__Fragmento del documento__
__________
En
México la antigua tradición del libro misceláneo
ha recuperado terreno perdido gracias, sobre todo, a escritores que
Octavio Paz congregó en el proyecto editorial de Vuelta.
Gabriel Zaid, Alejandro Rossi, Adolfo Castañón y
Aurelio Asiain, entre otros, aunque de generaciones diferentes e
idiosincrasias estéticas inconfundibles, han compartido la
fascinación por un hábito literario prestigioso en la
era modernista –títulos como Azul…
y Lunario
sentimental lo prueban– que casi desapareció del
horizonte hispánico hasta los años sesenta, cuando
Borges y Cortázar lo reactualizaron. En Caracteres
de imprenta (1996), Asiain ofreció una miscelánea
organizada con perfil ensayístico que incorporaba con
naturalidad la semblanza, la entrevista y la traducción. No
obstante que Luna en la
hierba funciona como antología de poemas japoneses
“elegidos, traducidos y comentados” por Asiain –según
rezan la cubierta y la portada de Hiperión–, no debemos
olvidar la familia a la que más exactamente pertenece, que es,
a mi ver, la que acabo de describir.
__________
__Conjunto de datos__
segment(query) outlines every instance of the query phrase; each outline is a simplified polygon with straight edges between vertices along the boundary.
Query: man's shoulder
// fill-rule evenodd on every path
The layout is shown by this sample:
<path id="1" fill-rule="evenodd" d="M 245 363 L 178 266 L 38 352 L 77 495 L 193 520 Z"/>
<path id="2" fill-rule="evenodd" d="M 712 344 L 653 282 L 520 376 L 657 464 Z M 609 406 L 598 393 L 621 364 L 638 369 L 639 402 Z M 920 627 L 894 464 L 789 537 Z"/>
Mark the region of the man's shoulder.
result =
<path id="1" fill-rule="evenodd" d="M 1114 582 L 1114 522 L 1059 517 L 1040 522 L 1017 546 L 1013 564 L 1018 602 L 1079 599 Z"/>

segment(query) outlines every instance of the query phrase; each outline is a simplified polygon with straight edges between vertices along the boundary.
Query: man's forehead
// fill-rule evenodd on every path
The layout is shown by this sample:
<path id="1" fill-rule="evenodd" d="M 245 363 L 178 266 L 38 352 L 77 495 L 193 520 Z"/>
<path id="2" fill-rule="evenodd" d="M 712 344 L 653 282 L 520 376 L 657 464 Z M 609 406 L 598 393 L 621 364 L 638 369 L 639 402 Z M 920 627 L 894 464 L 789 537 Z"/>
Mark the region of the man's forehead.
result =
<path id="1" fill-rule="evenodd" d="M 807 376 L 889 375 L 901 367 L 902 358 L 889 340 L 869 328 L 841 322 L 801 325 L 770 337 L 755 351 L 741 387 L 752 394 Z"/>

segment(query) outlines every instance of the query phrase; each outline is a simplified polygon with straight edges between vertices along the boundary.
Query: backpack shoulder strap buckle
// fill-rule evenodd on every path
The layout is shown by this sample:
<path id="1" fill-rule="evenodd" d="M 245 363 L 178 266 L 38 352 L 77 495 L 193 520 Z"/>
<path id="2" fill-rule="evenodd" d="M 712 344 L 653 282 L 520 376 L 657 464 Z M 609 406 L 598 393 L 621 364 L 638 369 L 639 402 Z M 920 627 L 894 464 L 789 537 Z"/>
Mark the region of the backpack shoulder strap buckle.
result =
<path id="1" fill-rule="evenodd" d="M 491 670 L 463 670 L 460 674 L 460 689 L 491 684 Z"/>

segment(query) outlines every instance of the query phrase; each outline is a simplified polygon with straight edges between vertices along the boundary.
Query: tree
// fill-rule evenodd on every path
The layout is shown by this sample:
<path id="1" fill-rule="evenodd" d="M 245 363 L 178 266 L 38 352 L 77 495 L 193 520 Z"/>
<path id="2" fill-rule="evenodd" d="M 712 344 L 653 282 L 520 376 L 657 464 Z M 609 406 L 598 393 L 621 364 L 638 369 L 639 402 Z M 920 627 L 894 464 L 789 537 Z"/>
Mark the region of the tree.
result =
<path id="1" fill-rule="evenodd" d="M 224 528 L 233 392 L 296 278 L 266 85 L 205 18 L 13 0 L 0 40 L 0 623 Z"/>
__________
__Qué hacer__
Prosigue el fragmento sobre el libro misceláneo en México y Luna en la hierba a partir de su última oración.

__Resultado__
En
las obras de los mexicanos que he mencionado se observa una clave
común: no tanto la diversidad de géneros o temas que
abarca el volumen como el diálogo de lo diverso con una raíz
ensayística. Dicha tendencia se comprende si prestamos
atención a que, desde su nacimiento, el ensayo cultivó
la heterogeneidad. Montaigne se refería a sus Essais
como “cuerpos monstruosos compuestos de miembros distintos” y
Bacon a sus Essays
como “meditaciones dispersas”. El giro que le da Asiain a la
miscelánea con Luna en
la hierba es de una milagrosa indeterminación
formal: pese a la operación de mercadeo editorial que quiere
simplificarlo para el rápido consumo y pese a la tendencia
ensayística de Caracteres
de imprenta, el nuevo libro se las arregla para ser varias
cosas a la vez sin que ninguna de ellas predomine. Estamos ante un
florilegio de traducciones, pero, no menos, ante un conjunto de
ensayos acerca de la lectura y traducción de poesía y
ante una resurrección de los antiguos cancioneros.
Sobre
lo que tiene de antología de poesía vertida al español,
cabe indicar que el prologuista es consciente de que en ese
territorio abundan los precipicios: “Las versiones imitan la forma
japonesa, se apegan a la cantidad silábica del original […]
e intentan seguir el orden de las palabras y las imágenes de
los originales. Son criterios desde luego discutibles” (p. 15). El
verbo imitar nos
da la primera pista: estas traducciones no pretenden reemplazar el
texto matriz, porque serán siempre una escritura otra.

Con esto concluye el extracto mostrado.